The task >> Repeat exactly the lines from the line containing "mark: the innermost point of each instance of the white smoke" through the last line of the records below, inclusive, and nothing else.
____
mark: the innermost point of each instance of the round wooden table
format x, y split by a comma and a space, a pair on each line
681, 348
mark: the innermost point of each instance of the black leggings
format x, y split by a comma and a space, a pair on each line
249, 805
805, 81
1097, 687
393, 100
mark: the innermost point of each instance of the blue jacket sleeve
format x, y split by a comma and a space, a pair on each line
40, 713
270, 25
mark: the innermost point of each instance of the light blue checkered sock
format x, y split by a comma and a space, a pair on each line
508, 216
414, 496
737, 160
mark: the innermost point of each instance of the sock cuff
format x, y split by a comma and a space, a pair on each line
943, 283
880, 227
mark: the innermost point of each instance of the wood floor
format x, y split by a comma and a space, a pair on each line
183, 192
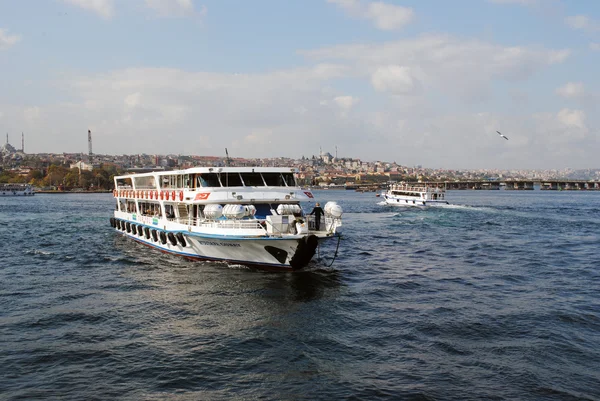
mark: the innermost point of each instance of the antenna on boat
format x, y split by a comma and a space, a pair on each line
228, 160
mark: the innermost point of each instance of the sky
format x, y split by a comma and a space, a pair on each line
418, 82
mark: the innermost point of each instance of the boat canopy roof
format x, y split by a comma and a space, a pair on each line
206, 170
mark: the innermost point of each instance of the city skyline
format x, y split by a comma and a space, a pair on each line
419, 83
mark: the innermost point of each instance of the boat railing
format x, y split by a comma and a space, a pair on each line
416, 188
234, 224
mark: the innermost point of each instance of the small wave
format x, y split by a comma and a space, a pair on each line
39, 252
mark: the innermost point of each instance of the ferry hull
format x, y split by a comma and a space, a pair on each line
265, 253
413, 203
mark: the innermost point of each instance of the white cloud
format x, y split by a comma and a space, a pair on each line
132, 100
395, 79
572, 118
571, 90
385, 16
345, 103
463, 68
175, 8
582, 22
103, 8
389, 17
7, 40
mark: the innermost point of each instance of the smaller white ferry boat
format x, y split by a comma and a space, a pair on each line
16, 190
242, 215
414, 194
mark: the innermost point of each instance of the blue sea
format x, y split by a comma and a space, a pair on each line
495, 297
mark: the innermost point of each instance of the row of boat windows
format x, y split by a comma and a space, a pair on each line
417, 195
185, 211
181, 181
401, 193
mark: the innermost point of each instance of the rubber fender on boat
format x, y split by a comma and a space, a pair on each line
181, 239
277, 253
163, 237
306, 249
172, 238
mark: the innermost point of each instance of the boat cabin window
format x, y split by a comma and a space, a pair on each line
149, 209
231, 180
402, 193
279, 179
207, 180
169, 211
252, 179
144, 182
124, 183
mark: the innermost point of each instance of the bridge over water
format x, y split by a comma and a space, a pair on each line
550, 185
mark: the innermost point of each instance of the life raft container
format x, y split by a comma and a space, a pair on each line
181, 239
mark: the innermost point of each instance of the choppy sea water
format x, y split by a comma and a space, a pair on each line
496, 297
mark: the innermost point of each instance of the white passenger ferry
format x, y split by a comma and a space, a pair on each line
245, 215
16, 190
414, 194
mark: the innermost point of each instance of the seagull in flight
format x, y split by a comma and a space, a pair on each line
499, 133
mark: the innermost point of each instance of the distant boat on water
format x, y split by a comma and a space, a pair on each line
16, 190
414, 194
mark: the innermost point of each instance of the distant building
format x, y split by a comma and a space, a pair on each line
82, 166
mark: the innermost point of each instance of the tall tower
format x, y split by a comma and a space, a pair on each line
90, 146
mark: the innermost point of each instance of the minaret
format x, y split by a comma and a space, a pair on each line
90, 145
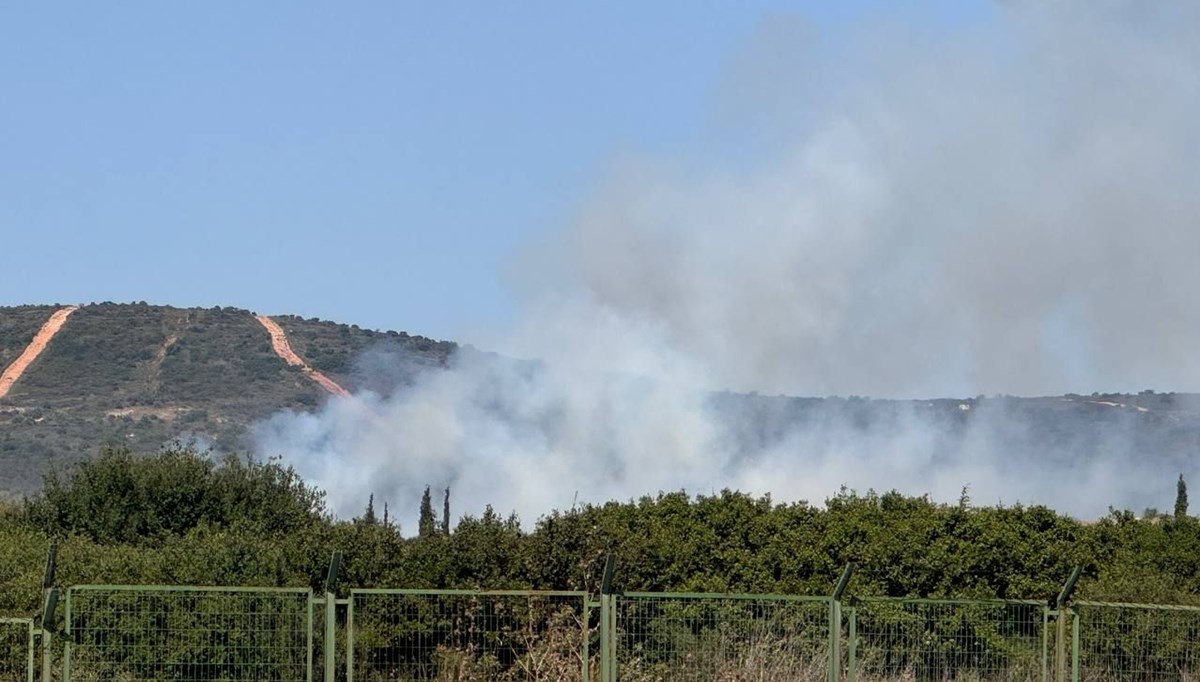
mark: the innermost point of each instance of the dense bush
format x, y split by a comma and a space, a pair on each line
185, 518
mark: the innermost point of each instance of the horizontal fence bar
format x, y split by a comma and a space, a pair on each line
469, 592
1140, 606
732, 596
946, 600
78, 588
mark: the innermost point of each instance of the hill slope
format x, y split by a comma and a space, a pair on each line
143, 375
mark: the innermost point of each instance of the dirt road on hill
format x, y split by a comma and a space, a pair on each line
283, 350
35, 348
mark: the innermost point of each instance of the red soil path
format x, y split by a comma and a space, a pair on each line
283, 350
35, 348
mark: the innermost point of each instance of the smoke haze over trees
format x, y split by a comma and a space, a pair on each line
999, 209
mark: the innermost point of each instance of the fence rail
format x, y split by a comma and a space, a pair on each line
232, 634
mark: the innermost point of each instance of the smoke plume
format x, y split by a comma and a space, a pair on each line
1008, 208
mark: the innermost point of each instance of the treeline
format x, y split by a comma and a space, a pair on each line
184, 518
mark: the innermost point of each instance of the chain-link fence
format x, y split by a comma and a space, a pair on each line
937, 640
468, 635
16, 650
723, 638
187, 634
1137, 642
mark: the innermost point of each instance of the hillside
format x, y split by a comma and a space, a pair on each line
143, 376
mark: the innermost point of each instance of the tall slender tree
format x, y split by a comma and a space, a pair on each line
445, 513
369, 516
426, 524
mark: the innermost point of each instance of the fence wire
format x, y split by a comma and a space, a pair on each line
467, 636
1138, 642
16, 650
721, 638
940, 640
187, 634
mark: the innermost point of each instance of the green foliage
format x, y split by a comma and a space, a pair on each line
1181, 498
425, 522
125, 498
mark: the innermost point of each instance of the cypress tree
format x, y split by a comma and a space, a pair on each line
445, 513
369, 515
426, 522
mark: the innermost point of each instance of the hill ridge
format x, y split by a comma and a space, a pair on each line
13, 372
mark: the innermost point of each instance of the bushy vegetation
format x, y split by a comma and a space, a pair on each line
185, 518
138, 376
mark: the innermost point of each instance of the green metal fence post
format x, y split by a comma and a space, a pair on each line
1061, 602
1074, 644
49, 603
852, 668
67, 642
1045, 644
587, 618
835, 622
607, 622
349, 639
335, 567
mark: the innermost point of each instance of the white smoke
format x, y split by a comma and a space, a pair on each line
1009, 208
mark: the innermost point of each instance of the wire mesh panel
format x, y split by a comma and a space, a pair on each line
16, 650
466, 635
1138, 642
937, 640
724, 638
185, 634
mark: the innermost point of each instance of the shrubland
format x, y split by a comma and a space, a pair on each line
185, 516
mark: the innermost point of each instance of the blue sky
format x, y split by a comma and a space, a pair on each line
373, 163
____
The response >>
mark: the innermost point of each instance of the white smoke
format x, y split by a comma and a space, a pair on each line
1009, 208
mark: the innermost point of each instance of the wire mesh panel
format x, y split by a comma and a space, a pair on each line
16, 650
466, 635
1138, 642
937, 640
724, 638
185, 634
mark: the innermost point of each instance of the shrubland
format x, y split by a comma and a space, a pair on each line
185, 516
mark: the innermost point of each instance of the blue sky
format x, y split by a comma and a space, a pair on each line
373, 163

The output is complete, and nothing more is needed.